▸ Extrait sélectionné
Mercredi 5 octobre. Dans
l'avion qui m'emmène aux Etats-Unis, pour une visite de
quatre jours, autant le dire franchement : je me pose
quelques questions. Parti pour vendre l'image d'une France
moderne aux Américains et découvrant les titres de la presse
locale, je me dis que ça ne va pas être facile. "Encore une
journée nationale de grève", "Attentats en Corse", "La
France veut empêcher Hewlett-Packard de licencier".
Ce déplacement à Boston,
Washington et New York n'a donc qu'un objectif : tordre le
cou aux clichés qui circulent sur notre pays et dire aux
responsables politiques, aux hommes d'affaires américains et
aux Français installés sur place que la France bouge, même
si beaucoup reste à faire.
Première étape de mon
déplacement et premier choc : Boston. Le public a vingt ans.
Je dois prononcer deux conférences devant de jeunes
étudiants, l'une sur l'avenir de l'Union européenne au
Massachusetts Institute of Technolohy et l'autre sur les
relations franco-américaines à l'université de Harvard.
Parmi les auditeurs, des
Américains, des Hispaniques mais... surtout des Français.
Ils sont brillants, diplômés de nos meilleures écoles
d'ingénieurs et de commerce, et tous très au fait de notre
vie politique. A leur âge, ils n'hésitent pas à poser les
questions qui fâchent. Je suis venu avec un seul message :
"C'est bien d'aller poursuivre ses études à l'étranger, ou
même d'y travailler quelques années, mais, après, je vous
demande de revenir en France. Votre pays a besoin de vous".
Ce message les surprend
mais, autant l'avouer, il ne les convainc pas totalement. Il
faut dire que la tentation est grande de rester là-bas.

▸ Consignes et exigences
D'après l'extrait sélectionné, quelles villes américaines le déplacement comprend-il ?

▸ Entrées fournies

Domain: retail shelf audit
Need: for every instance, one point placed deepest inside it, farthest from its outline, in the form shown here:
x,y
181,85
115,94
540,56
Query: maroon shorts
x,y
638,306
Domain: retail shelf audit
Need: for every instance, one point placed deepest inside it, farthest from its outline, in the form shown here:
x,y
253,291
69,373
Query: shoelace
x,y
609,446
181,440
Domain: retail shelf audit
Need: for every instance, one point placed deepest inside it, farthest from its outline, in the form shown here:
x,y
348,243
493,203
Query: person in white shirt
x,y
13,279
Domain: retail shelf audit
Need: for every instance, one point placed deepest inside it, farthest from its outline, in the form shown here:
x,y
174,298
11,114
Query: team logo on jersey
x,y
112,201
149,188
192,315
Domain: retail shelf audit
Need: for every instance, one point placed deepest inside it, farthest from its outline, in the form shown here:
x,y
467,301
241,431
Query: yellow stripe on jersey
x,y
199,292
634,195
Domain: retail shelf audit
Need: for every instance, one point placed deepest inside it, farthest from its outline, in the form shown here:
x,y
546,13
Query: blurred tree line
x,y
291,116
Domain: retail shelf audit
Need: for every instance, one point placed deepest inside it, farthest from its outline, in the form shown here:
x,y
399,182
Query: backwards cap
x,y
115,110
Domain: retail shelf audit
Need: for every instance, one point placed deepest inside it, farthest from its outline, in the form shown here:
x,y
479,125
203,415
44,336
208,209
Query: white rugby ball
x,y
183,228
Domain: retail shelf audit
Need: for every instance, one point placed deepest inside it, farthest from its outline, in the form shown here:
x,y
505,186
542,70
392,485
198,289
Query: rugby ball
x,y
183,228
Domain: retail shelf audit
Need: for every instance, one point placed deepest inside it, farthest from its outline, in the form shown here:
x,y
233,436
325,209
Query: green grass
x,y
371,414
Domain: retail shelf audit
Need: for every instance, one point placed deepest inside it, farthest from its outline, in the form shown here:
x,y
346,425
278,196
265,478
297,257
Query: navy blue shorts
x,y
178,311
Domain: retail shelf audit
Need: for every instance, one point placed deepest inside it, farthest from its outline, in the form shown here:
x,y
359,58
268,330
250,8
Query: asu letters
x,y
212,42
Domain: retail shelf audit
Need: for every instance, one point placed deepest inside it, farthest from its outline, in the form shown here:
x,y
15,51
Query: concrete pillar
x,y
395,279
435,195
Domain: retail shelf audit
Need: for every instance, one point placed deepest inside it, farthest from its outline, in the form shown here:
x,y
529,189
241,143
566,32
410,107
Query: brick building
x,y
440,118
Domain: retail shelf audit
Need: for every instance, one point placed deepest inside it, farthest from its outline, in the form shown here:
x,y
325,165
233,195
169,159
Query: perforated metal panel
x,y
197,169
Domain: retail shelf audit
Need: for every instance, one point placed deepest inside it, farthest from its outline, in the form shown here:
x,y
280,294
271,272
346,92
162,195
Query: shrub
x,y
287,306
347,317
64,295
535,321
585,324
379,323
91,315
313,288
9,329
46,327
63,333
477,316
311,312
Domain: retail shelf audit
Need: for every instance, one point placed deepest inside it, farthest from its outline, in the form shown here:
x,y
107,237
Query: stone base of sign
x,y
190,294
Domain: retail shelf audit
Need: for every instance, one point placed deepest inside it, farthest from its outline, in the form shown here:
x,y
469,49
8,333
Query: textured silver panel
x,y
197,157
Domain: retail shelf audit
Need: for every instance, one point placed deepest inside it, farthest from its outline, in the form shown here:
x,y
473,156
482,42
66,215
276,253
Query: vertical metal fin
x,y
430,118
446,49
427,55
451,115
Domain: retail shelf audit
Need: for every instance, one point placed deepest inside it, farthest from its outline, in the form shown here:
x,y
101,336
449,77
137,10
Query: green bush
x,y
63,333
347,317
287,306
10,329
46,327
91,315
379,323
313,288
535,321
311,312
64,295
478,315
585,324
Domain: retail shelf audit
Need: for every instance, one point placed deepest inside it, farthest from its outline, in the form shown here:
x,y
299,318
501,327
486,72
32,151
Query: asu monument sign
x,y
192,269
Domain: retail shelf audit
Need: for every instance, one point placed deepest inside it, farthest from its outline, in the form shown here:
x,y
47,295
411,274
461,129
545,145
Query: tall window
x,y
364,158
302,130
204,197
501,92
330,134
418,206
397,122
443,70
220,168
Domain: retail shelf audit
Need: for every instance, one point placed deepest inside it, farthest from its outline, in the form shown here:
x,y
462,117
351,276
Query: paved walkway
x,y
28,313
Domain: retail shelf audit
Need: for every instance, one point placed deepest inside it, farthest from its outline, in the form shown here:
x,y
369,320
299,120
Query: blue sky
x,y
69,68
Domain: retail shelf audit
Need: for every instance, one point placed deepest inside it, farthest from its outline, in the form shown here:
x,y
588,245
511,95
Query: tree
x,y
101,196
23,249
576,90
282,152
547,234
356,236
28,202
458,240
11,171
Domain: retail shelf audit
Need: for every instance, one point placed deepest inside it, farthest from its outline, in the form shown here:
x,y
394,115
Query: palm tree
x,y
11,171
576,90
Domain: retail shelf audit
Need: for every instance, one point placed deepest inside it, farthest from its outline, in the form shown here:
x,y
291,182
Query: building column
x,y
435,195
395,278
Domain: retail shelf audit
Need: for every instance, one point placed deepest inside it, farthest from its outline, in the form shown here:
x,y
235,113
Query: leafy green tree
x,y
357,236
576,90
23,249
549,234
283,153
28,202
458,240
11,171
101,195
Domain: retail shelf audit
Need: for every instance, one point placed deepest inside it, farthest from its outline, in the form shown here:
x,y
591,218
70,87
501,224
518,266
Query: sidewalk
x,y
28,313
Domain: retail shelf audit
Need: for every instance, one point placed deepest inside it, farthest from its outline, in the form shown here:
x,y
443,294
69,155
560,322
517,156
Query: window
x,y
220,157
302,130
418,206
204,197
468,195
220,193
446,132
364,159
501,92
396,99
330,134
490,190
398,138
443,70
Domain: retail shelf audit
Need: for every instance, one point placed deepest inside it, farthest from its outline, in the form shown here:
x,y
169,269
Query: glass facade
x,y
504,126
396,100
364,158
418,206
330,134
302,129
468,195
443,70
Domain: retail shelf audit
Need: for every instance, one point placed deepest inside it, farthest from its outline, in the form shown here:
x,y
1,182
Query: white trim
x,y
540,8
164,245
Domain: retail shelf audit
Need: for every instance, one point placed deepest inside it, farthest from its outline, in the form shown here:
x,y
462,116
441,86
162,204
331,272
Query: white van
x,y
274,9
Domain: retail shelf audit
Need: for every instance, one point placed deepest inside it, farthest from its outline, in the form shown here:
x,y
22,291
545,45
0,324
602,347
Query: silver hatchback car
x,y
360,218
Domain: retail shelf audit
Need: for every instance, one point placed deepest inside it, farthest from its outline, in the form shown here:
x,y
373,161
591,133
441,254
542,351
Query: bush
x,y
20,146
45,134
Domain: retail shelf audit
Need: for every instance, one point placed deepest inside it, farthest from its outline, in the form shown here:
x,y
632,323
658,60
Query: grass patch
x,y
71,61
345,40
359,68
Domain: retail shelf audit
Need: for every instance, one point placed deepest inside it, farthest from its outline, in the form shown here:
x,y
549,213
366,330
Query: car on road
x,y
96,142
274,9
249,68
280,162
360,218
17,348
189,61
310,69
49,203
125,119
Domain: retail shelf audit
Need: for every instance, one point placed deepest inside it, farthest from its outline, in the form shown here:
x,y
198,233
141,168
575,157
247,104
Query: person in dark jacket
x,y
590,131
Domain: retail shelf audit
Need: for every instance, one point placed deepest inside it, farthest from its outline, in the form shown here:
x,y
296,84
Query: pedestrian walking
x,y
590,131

▸ Réponse à l'exercice
Boston, Washington et New York.